_Objetivo A:_
Extraia do acórdão sobre a notificação das alegações de recurso o trecho que vai de "Indicações Eventuais: LIVRO" até "art. 254º,1 CPC.".
_Objetivo B:_
Escreva a continuação do acórdão sobre a notificação das alegações de recurso, a começar logo depois da última frase apresentada.

_Trecho do texto:_
↓

Acórdão do Tribunal da Relação do Porto
Processo:
0515552
Nº Convencional: JTRP00040457
Relator: MACHADO DA SILVA
Descritores: RECURSO DE REVISTA
ALEGAÇÕES
NOTIFICAÇÃO
Nº do Documento: RP200706250515552
Data do Acordão: 06/25/2007
Votação: MAIORIA COM 1 VOT VENC
Texto Integral: S
Privacidade: 1
Meio Processual: RECLAMAÇÃO.
Decisão: PROVIDO.
Indicações Eventuais: LIVRO 94 - FLS 39.
Área Temática: .
Sumário: I - Nos processos em que as partes tenham constituído mandatário, todos os articulados e requerimentos autónomos que sejam apresentados após a notificação ao autor da contestação do réu, serão notificados pelo mandatário judicial do apresentante ao mandatário judicial da contraparte, no respectivo domicilio profissional, nos termos do art. 260-A (art. 229-A, n.º 1 do CPC).
II - As alegações de recurso não estão abrangidas pelo regime previsto no art. 229-A, n.º 1 do CPC, pelo que a sua notificação à parte contrária deve ser feita pela Secretaria do Tribunal - art. 254º,1 CPC.
Reclamações:
Decisão Texto Integral: Acordam na Secção Social do Tribunal da Relação do Porto

1. B………. interpôs recurso de revista do acórdão proferido nestes autos.
Por não se mostrar ter o mandatário da recorrente notificado o mandatário da parte contrária das alegações apresentadas, foi ordenado, por despacho da relatora, o cumprimento do preceituado nos arts. 229-A e 260-A do CPC (de que serão todos os artigos citandos, se não indicada outra origem).
+++
Sobre a matéria desse despacho veio o recorrente requerer que sobre o mesmo recaia acórdão, invocando que com as alegações deu cumprimento ao nº 2 do art. 152º, entregando os duplicados.
Em seu entender as alegações e contra-alegações de recurso, não devem ser considerados requerimentos autónomos, como resulta do art. 229-A, que se refere expressamente a articulados e requerimentos autónomos e do citado art. 152º, nº 2.
Tratando-se de recurso de revista (art. 698º, nº 2), a apresentação de alegações tem lugar na secretaria do respectivo tribunal (art. 143º, nº 2), sendo a esta que incumbe a notificação em causa.
Invoca em abono da sua tese jurisprudência do Suprem Tribunal de Justiça de 10.02.2004 e das Relações de Lisboa e Porto.

↑

_Excerto de dados:_
↓

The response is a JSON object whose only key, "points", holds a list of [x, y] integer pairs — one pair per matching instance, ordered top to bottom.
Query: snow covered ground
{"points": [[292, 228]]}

↑

_Resultado A:_
Indicações Eventuais: LIVRO 94 - FLS 39.
Área Temática: .
Sumário: I - Nos processos em que as partes tenham constituído mandatário, todos os articulados e requerimentos autónomos que sejam apresentados após a notificação ao autor da contestação do réu, serão notificados pelo mandatário judicial do apresentante ao mandatário judicial da contraparte, no respectivo domicilio profissional, nos termos do art. 260-A (art. 229-A, n.º 1 do CPC).
II - As alegações de recurso não estão abrangidas pelo regime previsto no art. 229-A, n.º 1 do CPC, pelo que a sua notificação à parte contrária deve ser feita pela Secretaria do Tribunal - art. 254º,1 CPC.

_Resultado B:_
+++
2. Cumpre decidir, operando-se, por vencimento, a mudança de relator.
O problema fulcral a decidir consiste em saber se o regime de notificações previsto no art. 229-A, nº1, do CPC se aplica às alegações ou contra-alegações dos recursos.
Para tanto, há que apreciar se as alegações ou contra-alegações de recurso se devem considerar "articulados" ou "requerimentos autónomos", para efeitos do disposto no citado art. 229-A, do CPC, de tal modo que o recorrente estivesse obrigado a notificar a parte contrária da junção das suas alegações, no presente recurso.
A resposta terá de ser negativa, como vem sendo decidido pela melhor jurisprudência do STJ – cfr. o acórdão, de 27.04.2005, in www.dgsi.pt, (onde são referidos, no mesmo sentido, os seguintes arestos: Ac. S.T.J. de 28-10-03, na rev. 3018/03, da 6ª Secção; Ac. S.T.J. de 10-2-04, Col. Ac. S.T.J., XII, 1º, 53; Ac. S.T.J. de 19-2-04, Col. Ac. S.T.J., XII, 1º, 71).
Com efeito, o art. 229-A, nº1, do CPC dispõe:
"Nos processos em que as partes tenham constituído mandatário, todos os articulados e requerimentos autónomos que sejam apresentados após a notificação ao autor da contestação do réu, serão notificados pelo mandatário judicial do apresentante ao mandatário judicial da contraparte, no respectivo domicílio profissional, nos termos do art. 260-A".
Acompanhemos a fundamentação do primeiro acórdão do STJ supra citado:
"Assim sendo, resulta da letra da lei que a obrigação de notificação à parte contrária se reporta apenas aos "articulados" e aos "requerimentos autónomos".
Ora, as alegações de recurso e as respectivas contra-alegações não são articulados, pois estes são as peças processuais em que as partes expõem os fundamentos da acção e da defesa e formulam os pedidos correspondentes – art. 151, nº1, do C.P.C.
De resto, a própria lei refere-se a articulados, alegações e contra-alegações, como realidades distintas entre si – arts 150, nºs 1 e 2 e 152, nºs 1,2 e 6, do C.P.C.
Tal distinção vem já dos Códigos antecedentes, nunca tendo o legislador confundido articulados com alegações de recurso.
Por outro lado, as alegações de recurso também não podem confundir-se com requerimentos autónomos a que se reporta a mesmo art. 229-A, nº1.
Embora a lei não defina expressamente o que sejam requerimentos autónomos, o certo é que não os confunde com as alegações e contra-alegações de recurso e antes distingue as duas realidades – arts 150 e 152 do C.P.C.).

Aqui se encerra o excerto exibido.